Stated exercise: Output all of the rows below verbatim, leaving out the pictures.
──────
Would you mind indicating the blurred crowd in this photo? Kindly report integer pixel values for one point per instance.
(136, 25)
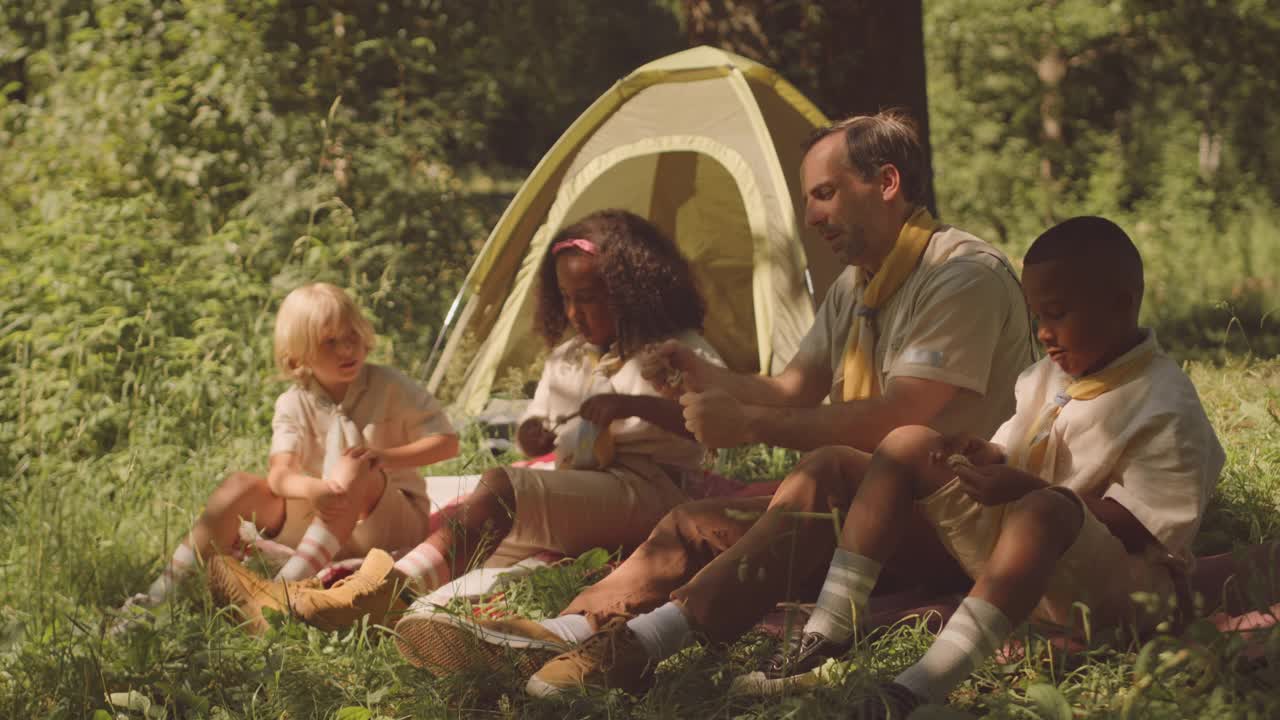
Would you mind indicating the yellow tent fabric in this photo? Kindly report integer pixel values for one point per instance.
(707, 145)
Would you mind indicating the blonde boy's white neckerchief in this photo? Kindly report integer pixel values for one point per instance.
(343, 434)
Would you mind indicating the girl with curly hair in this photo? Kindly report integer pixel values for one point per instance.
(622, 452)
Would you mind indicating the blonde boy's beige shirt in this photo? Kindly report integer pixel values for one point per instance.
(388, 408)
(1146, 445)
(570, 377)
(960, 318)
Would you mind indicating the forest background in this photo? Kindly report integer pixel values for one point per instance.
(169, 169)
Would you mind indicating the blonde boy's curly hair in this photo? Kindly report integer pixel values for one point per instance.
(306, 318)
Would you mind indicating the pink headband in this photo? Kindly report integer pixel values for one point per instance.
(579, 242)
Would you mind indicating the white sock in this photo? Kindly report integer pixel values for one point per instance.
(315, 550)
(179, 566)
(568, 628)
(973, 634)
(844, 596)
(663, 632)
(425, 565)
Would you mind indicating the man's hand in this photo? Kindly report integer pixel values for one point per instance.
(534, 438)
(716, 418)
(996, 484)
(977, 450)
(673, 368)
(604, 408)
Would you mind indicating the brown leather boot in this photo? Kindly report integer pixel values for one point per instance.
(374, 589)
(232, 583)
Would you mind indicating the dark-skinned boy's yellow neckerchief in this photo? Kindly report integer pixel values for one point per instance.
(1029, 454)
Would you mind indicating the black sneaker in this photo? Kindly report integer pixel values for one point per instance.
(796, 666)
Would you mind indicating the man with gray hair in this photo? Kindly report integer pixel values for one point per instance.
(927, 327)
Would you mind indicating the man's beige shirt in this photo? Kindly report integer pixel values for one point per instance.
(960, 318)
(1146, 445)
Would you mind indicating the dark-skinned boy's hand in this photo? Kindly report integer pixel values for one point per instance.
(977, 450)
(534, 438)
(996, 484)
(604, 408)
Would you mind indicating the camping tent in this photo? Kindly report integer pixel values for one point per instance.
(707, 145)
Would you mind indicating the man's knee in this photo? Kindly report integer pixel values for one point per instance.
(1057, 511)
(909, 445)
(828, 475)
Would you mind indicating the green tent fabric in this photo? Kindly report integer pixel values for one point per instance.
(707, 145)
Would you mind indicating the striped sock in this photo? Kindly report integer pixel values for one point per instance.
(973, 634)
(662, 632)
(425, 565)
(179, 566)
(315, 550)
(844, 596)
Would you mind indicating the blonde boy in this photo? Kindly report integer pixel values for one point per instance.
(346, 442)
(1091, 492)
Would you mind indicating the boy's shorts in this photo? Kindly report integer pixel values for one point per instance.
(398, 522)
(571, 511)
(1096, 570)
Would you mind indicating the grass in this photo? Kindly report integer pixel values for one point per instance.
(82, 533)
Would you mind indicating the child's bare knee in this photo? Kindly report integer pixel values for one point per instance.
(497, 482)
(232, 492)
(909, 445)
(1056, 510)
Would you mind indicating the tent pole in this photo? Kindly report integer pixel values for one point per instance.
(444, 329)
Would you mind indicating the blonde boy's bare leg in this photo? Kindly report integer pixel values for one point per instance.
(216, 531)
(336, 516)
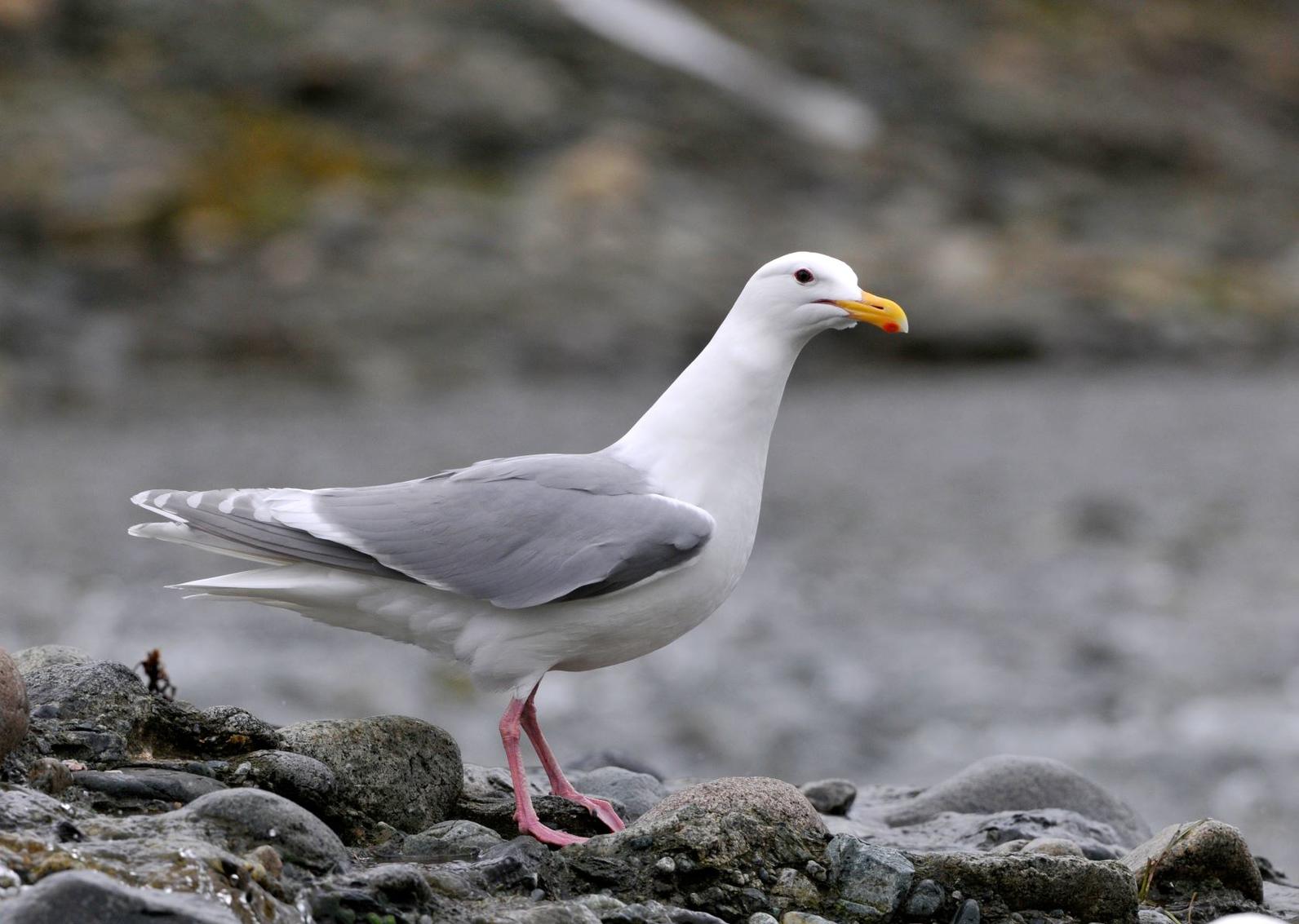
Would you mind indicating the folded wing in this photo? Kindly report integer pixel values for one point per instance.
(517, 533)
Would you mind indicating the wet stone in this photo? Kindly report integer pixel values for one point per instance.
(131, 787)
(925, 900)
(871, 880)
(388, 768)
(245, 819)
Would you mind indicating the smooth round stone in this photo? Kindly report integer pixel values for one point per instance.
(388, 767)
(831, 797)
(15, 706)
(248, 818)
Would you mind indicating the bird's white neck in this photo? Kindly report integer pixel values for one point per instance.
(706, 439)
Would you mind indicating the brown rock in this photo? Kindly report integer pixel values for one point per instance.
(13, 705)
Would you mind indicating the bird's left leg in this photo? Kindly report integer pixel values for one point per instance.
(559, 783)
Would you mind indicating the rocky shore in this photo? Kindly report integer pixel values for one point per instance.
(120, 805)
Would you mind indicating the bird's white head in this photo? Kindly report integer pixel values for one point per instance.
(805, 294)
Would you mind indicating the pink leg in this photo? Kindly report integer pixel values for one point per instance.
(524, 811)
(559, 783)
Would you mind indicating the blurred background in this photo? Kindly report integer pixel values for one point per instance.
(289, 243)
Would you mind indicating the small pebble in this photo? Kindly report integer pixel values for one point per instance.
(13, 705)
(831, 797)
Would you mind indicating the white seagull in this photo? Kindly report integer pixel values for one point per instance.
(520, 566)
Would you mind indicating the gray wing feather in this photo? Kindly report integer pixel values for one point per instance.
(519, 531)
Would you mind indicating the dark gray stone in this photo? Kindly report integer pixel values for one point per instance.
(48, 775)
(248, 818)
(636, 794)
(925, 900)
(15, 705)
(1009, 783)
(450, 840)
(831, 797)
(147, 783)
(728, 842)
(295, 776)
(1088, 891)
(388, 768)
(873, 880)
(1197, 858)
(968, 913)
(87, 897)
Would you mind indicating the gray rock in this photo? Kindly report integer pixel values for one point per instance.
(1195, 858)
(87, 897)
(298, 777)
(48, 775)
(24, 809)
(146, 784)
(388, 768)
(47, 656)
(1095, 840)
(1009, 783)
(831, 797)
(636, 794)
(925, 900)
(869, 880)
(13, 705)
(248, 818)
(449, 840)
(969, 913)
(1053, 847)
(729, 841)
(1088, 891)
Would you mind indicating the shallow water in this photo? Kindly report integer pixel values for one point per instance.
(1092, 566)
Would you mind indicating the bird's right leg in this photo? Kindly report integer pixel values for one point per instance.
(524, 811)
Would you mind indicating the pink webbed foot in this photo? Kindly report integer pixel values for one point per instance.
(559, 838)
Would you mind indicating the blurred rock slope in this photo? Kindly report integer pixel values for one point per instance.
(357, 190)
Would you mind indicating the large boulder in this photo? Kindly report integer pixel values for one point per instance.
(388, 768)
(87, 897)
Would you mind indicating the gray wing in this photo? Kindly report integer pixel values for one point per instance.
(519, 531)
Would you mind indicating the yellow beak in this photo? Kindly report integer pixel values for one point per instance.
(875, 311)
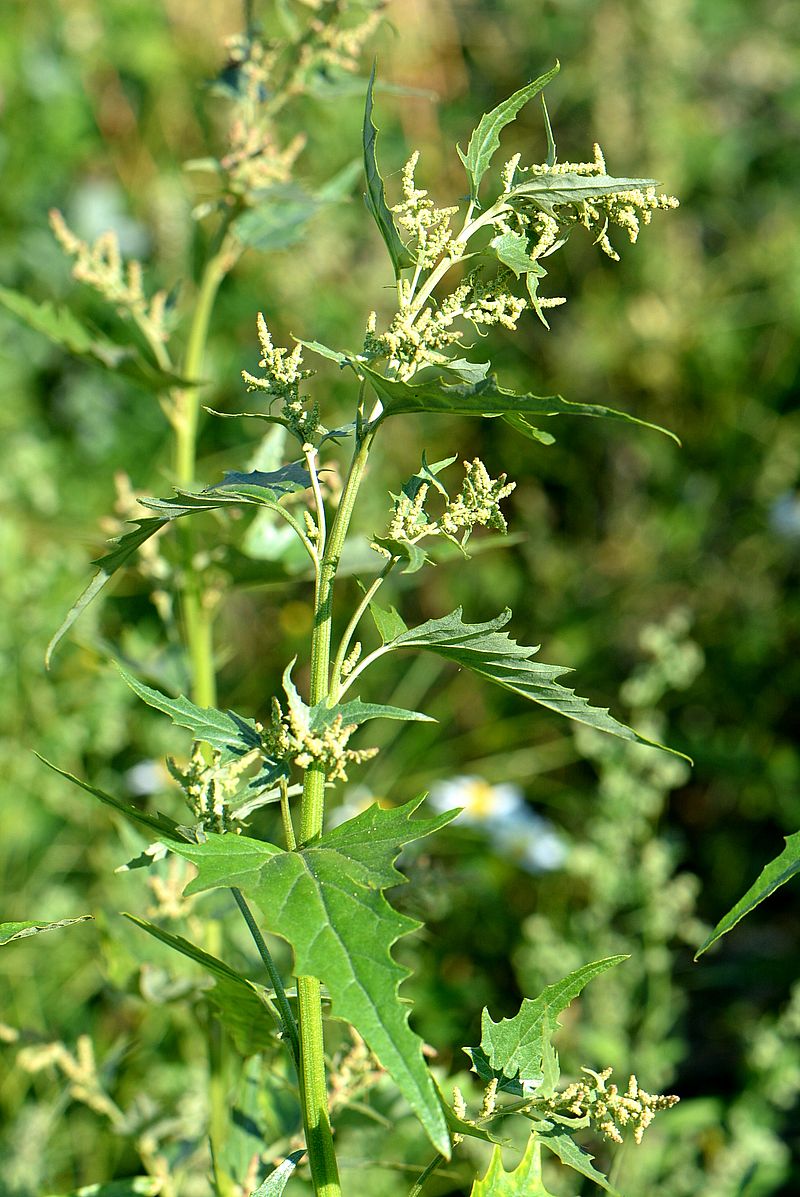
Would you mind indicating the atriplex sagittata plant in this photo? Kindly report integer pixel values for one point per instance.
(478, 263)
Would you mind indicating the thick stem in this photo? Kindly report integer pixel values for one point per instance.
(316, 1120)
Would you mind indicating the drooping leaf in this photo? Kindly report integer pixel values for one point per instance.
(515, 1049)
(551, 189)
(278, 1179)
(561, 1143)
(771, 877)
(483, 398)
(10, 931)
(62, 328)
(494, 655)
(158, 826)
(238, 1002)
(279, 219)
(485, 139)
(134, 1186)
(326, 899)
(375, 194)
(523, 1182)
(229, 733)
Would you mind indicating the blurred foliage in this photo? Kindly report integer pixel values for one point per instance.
──────
The output:
Would you mind indicating the blurred crowd in this photo? Kindly report integer pixel values for one point per instance.
(136, 25)
Would you mind indicating the yellow tent fabric in this photo? Kindly report integer pixel values for one point per instance.
(707, 145)
Would you mind indicating the blonde boy's white neckerchief in this photo? Kindly report integer pixel values for one point per instance.
(343, 434)
Would you mind indicating the girl with curly hair in this photo? Kindly report integer pixel values for one point per instance.
(622, 452)
Would you mind indicating the blonde boy's beige shirt in this photo? Kindly report integer pixel values for one point per instance.
(388, 408)
(1146, 445)
(570, 377)
(960, 318)
Would you mind indicating the forest background in this photo? Kindly report integer pixel values for one point per instance.
(169, 169)
Would you mind indicating the blonde boy's curly hair in this photo? Kindly report integer pixel values for one point per instance.
(306, 318)
Would you mind indicating the pink headband in this photo? Kindly report integer pixel values for one point per instance.
(579, 242)
Would you mind indicating the white sock in this photo? Kindly report integer pixel values for one point per instance.
(315, 550)
(179, 566)
(568, 628)
(973, 634)
(844, 596)
(663, 632)
(425, 565)
Would you mind indicating the man's hand in this photo? Kindly report integer pixel values for one point per instance.
(534, 438)
(716, 418)
(996, 484)
(977, 450)
(673, 368)
(604, 408)
Would you mind indicating the brown leather boot in this photo? Kindly report integer pixel values for one point per instance.
(374, 589)
(232, 583)
Would you mind indicating the dark-skinned boy's yellow neckerchief in this photo? Kindly report integer pixel values for one point per instance.
(1029, 454)
Would you mind indicating the black sneaker in this photo? Kindly report integer pixel values for one point per instance.
(796, 666)
Would you mind indicating the man with gray hair in this photo? Kindly report integer pixel values for one point per instance.
(927, 327)
Would you mind indicating the man's beige shirt in this photo? Kindly report integer pixel values for one point per instance.
(960, 318)
(1146, 445)
Would you mind indicating the dark-skinned boy's hand in this photo? Kindly report integer pixel values for one point per instance.
(977, 450)
(534, 438)
(996, 484)
(604, 408)
Would you mind indicating the camping tent in this photo? Kindly report integer pixel values for one point per instance.
(707, 145)
Would you mind indicating the man's knee in this photo? Kindly report integer pixel values for one point per instance.
(1057, 511)
(909, 445)
(828, 475)
Would you mind indicating the green tent fabric in this photo? Kindly report integer pixel values for one point per instance.
(707, 145)
Would you mind indicating the striped sock in this photo? Kindly report integer pixel values for one point per instance.
(973, 634)
(662, 632)
(425, 565)
(179, 566)
(315, 550)
(844, 596)
Would you mind indicating the blonde boy in this photo? Kindly report integer pixel values for one point per instance.
(346, 442)
(1091, 492)
Would you mind indicating the boy's shorts in this photo? Kindly report integer pixel values for one point per instance.
(398, 522)
(571, 511)
(1096, 570)
Would you mind indicating the grass in this photo? Kindly report integer pixel values for one point per instance.
(82, 533)
Would you mind indicating the child's bare knee in this photo? Kindly report integer pixel values for one point per instance.
(497, 482)
(232, 492)
(909, 445)
(1056, 510)
Would you mind indicating the tent pole in this photo? Kindly report integer pixel values for one point per instance.
(444, 329)
Would you mind indicating the blonde boy's bare leg in this photo? Kindly report integer pixel values for one point per instance.
(216, 531)
(336, 516)
Would you mind indicating the folded wing in this photo? Kindly report integer pixel values for one point per instance.
(517, 533)
Would you mind indicating the wet stone in this photo? Kindly report integer pixel values for one point per instance.
(131, 787)
(925, 900)
(871, 880)
(388, 768)
(245, 819)
Would you mind indicating the smooth round stone in this photo? Kindly report integer pixel values for one point per instance.
(388, 767)
(831, 797)
(15, 706)
(248, 818)
Would you mind indicating the bird's white neck in this photo? Kindly report integer pixel values for one point per instance.
(706, 439)
Would you mind indicating the brown rock in this photo? Kindly report integer pixel values for one point per instance.
(13, 705)
Would you mind indicating the bird's left leg in this photo? Kindly report integer pixel values for one point per instance.
(559, 783)
Would you mind indicating the rocky shore in this photo? Kindly report integer pixel values for one point per instance.
(120, 805)
Would you mind indicating the bird's white head in this photo? Kindly report integer pixel values for one point per instance.
(805, 294)
Would you mind indicating the pink leg in this photo? Kindly report integer pixel values for one point per instance.
(524, 811)
(559, 783)
Would you mind indicating the blurred background in this photo? Kindly report integer pixel values for one point per instance.
(289, 243)
Would you mind indicating the small pebble in this photo? Kindly report integer pixel values for one point per instance.
(13, 705)
(831, 797)
Would you mind indicating the white seagull in this photo? Kindly report integer pixel values for one point per instance.
(520, 566)
Would you mind indicating the gray wing feather in this photo? Kindly report integer pixel values for one point per instance.
(519, 531)
Would you mind indicating the dark gray stone in this photo? Kindly report integer pixel values for one point per instance.
(48, 775)
(248, 818)
(636, 794)
(925, 900)
(15, 705)
(1009, 783)
(450, 840)
(831, 797)
(147, 783)
(728, 842)
(295, 776)
(1088, 891)
(388, 768)
(873, 880)
(1197, 858)
(968, 913)
(87, 897)
Would you mind indicating the gray rock in this photo? Kindly report integer pixel values for one point per instance.
(1195, 858)
(87, 897)
(298, 777)
(48, 775)
(24, 809)
(146, 784)
(388, 768)
(47, 656)
(1095, 840)
(1009, 783)
(831, 797)
(636, 794)
(925, 900)
(869, 880)
(13, 705)
(248, 818)
(449, 840)
(969, 913)
(1053, 847)
(729, 841)
(1088, 891)
Would you mind indicating the shallow water in this photo? Kindly report integer pixel values for one point per instance.
(1092, 566)
Would you mind indicating the bird's right leg in this photo? Kindly report integer pixel values for one point per instance.
(524, 811)
Would you mind indicating the pink webbed foot in this photo? Kindly report integer pixel values for one point per instance.
(559, 838)
Would you mind indicating the blurred rock slope in this photo? Kindly report integer pixel values for one point per instance.
(357, 190)
Would you mind indicating the large boulder in this photo? Kindly report integer pixel values for one point per instance.
(388, 768)
(87, 897)
Would you mind indicating the gray wing in this photo? Kindly report integer pixel values for one point per instance.
(519, 531)
Would you mind indicating the yellow beak in this photo? Kindly report integer pixel values for one point per instance.
(875, 311)
Would you mind indicating the atriplex sagittata plant in this photo? Kindly report integer pixel values for one point per instance.
(478, 263)
Would you mind indicating the thick stem in this photo? Kindly report integer pixel values for one point per instance.
(316, 1120)
Would you mind indicating the drooping leaf in this photo? Kindly report integer pixel values for one point per instance.
(515, 1049)
(551, 189)
(278, 1179)
(561, 1143)
(771, 877)
(483, 398)
(10, 931)
(62, 328)
(494, 655)
(158, 826)
(238, 1002)
(279, 219)
(485, 139)
(134, 1186)
(326, 899)
(375, 194)
(523, 1182)
(229, 733)
Would you mind indicating the blurred foliage in this photo? Kindly report integer pixel values for one point per instance.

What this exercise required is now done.